Reading text:
Identifying new ligands for the SARS-CoV-2 Macrodomain by Fragment Screening and Multi-temperature Crystallography

fluid

TLDR:

Macrodomain is a compelling target for SARS-CoV-2, but there are no inhibitors (or even starting points for inhibitors). The QCRG Structural Biology Consortium performed a crystallographic fragments screen, identifying a few small molecules to kick-start our work to develop an inhibitor. Our friends in the UK, Ivan Ahel’s lab and X-Chem, did something similar and found even more fragment starting points. We are releasing the data together!

DOI

Context

The QBI Coronavirus Research Group is a group of UCSF scientists who came together to work on COVID-19. Initially, this work was centered around creating and analyzing the host-viral protein-protein interactome and drug repurposing efforts, recently published by the Krogan group and a large team of collaborators. Stemming from that initial work, the QCRG Structural Biology Consortium was formed, with three major goals:

  • Visualize host-viral protein complexes that were identified through interactome studies.
  • Understand and engineer the binding modes of neutralizing biologics studied at UCSF.
  • Empower chemists to find new small molecules against viral and host targets through structure-based virtual screening and fragment campaigns.

Since our collaboration with Frank von Delft and the X-Chem team on PTP1B, we in the Fraser lab, have been slowly building up capabilities for a “mini-X-Chem-West” at UCSF, using the facilities in the Macromolecular Structure Group crystallization facility, the Small Molecule Discovery Center, and ALS Beamline 8.3.1, supported by ALS-ENABLE, and SSRL Beamlines 12-1 and 12-2. These resources were further knitted together recently by a Technology, Methodology, Core grant from PBBR. Inspired by the urgent need to identify chemical matter that can be developed for antiviral therapies, and by the amazing work at Diamond Light Source on SARS-CoV-2 Main protease (Mpro), we saw an opportunity to put our new capabilities to use in the QCRG Structural Biology Consortium.

Given data:
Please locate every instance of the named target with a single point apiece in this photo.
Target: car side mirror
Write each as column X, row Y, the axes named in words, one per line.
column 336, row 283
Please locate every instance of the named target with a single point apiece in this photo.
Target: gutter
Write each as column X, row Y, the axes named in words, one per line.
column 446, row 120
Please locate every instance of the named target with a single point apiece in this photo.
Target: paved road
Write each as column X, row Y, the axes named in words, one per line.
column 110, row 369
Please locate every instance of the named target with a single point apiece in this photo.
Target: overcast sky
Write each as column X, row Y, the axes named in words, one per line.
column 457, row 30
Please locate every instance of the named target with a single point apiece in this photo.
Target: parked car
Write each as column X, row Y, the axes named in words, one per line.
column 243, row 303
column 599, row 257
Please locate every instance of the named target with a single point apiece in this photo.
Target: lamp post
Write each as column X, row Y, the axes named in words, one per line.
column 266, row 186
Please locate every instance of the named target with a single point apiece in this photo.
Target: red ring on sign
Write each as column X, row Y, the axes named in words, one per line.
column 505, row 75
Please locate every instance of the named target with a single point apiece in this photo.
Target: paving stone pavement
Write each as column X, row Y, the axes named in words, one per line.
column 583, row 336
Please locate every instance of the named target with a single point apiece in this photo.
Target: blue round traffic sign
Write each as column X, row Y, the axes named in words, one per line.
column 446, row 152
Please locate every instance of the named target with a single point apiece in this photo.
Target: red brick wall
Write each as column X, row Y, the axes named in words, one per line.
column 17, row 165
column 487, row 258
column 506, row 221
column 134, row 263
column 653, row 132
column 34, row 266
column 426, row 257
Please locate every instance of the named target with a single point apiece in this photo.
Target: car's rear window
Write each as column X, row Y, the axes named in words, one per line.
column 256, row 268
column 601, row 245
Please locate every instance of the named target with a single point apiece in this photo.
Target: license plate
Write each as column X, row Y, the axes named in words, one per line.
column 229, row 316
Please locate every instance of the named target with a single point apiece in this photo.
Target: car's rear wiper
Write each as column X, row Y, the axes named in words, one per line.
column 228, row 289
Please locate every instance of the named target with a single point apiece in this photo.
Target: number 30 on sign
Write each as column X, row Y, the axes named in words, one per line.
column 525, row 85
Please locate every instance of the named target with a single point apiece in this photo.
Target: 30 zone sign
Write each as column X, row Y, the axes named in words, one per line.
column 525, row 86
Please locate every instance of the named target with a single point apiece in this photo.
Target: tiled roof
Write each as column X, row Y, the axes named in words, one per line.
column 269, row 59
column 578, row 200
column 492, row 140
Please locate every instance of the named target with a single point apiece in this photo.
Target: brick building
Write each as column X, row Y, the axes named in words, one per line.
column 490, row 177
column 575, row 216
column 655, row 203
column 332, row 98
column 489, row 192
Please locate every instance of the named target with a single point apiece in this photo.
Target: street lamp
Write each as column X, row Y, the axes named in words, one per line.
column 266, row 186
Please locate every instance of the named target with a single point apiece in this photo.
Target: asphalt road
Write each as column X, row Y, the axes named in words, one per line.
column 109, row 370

About this task:
Revise the section of the Macrodomain fragment-screening text between "The QBI Coronavirus" and "studied at UCSF.", inclusive, so that "UCSF" becomes "UC San Francisco", and write out the revised section.

Result of this task:
The QBI Coronavirus Research Group is a group of UC San Francisco scientists who came together to work on COVID-19. Initially, this work was centered around creating and analyzing the host-viral protein-protein interactome and drug repurposing efforts, recently published by the Krogan group and a large team of collaborators. Stemming from that initial work, the QCRG Structural Biology Consortium was formed, with three major goals:

  • Visualize host-viral protein complexes that were identified through interactome studies.
  • Understand and engineer the binding modes of neutralizing biologics studied at UC San Francisco.